_Job_: Write out the lines starting with the line that contains "Outline every instance of the green hop cone." and going on through the line that contains "824), (341, 913)]", copying each one exactly.

(Dataset items)

_____

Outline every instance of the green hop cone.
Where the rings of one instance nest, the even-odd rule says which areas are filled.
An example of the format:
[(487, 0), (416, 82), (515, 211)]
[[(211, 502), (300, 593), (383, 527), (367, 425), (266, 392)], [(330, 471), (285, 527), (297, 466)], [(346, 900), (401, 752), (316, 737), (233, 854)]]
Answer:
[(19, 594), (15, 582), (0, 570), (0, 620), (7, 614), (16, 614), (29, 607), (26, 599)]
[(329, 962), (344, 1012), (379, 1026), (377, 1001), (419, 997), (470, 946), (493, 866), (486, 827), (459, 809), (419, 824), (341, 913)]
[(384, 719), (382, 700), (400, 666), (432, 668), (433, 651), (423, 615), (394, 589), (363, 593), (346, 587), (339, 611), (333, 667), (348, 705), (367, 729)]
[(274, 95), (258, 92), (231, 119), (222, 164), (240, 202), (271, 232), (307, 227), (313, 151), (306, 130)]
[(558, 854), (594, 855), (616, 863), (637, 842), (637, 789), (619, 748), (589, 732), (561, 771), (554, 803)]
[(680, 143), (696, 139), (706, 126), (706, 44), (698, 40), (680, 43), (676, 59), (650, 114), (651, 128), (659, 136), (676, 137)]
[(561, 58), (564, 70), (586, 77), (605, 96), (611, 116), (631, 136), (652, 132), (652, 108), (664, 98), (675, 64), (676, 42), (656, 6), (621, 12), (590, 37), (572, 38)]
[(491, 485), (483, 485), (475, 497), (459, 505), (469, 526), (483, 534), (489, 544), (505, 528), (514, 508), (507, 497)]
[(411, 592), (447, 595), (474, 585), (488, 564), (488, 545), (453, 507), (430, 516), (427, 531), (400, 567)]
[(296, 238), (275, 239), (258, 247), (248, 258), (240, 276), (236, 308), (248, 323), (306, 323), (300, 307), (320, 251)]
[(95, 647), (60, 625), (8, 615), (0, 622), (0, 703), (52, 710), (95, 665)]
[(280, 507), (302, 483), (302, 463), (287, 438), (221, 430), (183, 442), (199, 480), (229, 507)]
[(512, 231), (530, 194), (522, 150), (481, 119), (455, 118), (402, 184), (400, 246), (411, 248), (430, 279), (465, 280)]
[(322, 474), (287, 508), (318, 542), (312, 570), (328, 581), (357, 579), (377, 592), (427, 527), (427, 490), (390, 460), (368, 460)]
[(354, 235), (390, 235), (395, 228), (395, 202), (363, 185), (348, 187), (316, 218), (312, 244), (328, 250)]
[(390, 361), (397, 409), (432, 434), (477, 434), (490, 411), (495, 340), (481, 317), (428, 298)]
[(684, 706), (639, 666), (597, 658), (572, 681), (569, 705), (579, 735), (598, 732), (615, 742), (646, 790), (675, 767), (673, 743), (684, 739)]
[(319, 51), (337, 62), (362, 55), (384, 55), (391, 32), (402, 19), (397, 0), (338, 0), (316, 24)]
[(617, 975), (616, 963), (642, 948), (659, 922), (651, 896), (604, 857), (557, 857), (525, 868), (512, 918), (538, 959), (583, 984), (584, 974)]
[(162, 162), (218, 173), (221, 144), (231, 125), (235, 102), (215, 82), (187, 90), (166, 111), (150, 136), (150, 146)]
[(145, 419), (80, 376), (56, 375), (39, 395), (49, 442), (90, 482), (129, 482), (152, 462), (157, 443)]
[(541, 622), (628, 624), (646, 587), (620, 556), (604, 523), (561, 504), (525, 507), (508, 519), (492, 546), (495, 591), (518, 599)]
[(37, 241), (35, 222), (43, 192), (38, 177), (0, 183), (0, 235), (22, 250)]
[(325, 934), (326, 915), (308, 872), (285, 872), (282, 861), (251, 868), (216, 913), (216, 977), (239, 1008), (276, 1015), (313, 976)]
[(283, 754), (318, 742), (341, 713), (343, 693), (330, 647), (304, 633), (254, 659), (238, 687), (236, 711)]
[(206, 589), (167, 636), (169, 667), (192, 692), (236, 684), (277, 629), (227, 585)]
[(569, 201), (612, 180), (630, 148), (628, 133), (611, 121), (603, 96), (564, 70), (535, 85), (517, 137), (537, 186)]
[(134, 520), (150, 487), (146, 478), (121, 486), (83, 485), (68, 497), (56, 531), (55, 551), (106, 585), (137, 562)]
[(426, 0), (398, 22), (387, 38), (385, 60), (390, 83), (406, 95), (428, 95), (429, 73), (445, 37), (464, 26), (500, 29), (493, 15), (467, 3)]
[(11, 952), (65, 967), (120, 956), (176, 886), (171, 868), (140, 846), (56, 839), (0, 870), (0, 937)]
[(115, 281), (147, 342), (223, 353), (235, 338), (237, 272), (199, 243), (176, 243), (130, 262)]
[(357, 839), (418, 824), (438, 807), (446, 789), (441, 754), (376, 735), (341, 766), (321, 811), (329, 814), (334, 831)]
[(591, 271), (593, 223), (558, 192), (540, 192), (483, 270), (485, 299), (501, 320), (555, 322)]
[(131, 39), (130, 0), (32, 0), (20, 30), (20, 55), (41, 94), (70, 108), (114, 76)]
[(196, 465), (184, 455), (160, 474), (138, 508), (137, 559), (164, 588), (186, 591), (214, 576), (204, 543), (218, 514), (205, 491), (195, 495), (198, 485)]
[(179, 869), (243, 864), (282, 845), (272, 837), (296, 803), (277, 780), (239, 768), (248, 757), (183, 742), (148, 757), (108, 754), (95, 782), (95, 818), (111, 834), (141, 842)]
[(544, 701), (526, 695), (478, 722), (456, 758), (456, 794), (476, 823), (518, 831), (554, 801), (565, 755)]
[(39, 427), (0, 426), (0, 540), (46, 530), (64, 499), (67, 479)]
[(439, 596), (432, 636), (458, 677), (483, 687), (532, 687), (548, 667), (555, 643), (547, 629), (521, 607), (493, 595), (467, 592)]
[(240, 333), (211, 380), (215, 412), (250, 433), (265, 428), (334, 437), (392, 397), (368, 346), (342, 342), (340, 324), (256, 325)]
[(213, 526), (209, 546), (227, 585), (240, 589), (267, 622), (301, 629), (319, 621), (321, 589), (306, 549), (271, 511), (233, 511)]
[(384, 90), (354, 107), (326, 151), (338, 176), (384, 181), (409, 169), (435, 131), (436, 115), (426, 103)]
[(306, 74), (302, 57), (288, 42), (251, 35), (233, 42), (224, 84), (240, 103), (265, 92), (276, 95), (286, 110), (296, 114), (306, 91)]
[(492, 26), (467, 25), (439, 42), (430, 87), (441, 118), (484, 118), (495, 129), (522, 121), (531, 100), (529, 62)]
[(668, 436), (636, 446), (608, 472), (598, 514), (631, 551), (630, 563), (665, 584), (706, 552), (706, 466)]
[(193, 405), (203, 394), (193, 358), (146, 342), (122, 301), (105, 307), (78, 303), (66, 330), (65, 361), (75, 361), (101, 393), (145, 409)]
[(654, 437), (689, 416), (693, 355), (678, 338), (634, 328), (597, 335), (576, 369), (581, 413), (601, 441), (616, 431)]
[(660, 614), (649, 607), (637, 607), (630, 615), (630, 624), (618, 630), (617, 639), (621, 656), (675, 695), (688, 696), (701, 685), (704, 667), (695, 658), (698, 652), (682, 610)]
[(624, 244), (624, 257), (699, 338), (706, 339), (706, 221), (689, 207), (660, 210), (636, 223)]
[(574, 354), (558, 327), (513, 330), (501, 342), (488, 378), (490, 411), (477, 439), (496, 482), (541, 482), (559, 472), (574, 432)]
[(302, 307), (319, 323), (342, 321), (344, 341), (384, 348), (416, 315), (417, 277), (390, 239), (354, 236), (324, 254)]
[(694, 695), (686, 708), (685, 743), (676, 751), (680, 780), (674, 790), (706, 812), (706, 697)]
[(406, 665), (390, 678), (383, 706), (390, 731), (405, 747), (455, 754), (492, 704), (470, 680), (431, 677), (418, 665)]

_____

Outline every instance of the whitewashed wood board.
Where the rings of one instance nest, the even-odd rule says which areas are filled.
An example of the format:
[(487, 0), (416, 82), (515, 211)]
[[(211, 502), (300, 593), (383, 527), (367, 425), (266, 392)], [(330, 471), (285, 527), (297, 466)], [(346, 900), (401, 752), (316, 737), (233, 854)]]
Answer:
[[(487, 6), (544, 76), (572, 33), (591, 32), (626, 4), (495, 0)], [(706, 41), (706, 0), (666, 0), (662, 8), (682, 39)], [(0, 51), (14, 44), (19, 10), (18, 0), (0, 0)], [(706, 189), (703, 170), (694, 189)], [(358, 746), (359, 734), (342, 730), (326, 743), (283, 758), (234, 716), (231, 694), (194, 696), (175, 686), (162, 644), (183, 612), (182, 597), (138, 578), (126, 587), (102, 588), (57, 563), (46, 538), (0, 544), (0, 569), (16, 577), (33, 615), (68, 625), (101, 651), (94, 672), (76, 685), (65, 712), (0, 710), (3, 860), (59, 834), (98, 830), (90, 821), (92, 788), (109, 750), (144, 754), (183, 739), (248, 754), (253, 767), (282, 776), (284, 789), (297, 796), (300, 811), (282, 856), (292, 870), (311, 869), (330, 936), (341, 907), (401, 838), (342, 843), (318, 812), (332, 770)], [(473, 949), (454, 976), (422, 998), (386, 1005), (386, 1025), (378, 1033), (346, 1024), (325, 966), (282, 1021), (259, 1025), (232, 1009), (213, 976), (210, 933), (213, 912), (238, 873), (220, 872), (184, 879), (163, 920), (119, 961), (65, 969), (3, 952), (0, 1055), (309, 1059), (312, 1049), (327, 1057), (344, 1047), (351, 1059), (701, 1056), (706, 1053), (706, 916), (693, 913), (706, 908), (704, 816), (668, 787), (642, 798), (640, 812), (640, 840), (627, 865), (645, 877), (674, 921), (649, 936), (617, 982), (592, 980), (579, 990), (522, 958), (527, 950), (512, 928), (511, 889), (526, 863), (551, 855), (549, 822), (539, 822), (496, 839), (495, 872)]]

_____

_Solution for this task_:
Outline every instance of the green hop cone.
Where the rings of one instance nest, the even-odd rule says which areas are filled.
An example of the format:
[(487, 0), (416, 82), (515, 211)]
[[(211, 502), (300, 593), (383, 527), (367, 425), (266, 392)], [(330, 471), (285, 527), (297, 466)], [(346, 900), (401, 752), (316, 737), (233, 854)]]
Answer:
[(19, 594), (15, 582), (0, 570), (0, 620), (7, 614), (16, 614), (29, 607), (26, 599)]
[(329, 962), (344, 1012), (379, 1026), (377, 1001), (419, 997), (470, 946), (493, 866), (486, 827), (459, 809), (419, 824), (341, 913)]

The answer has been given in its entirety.